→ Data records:
******************************

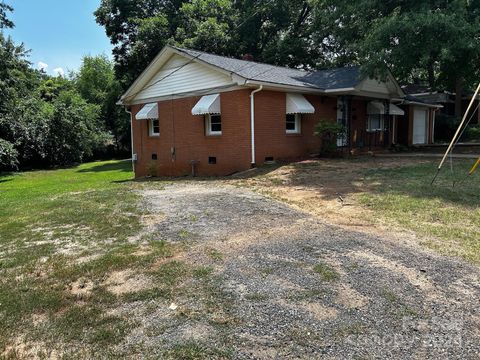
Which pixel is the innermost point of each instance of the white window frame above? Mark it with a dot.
(381, 125)
(208, 125)
(298, 124)
(151, 127)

******************************

→ WORK REQUIRED: Format the lines of the items above as a numbered list, skipping any blank lines and leaving the pictures out.

→ RESPONSE:
1. Which pixel is the innermost point of each instance of the white window frame above? Mark it with a dot.
2. (381, 125)
3. (208, 125)
4. (298, 124)
5. (151, 127)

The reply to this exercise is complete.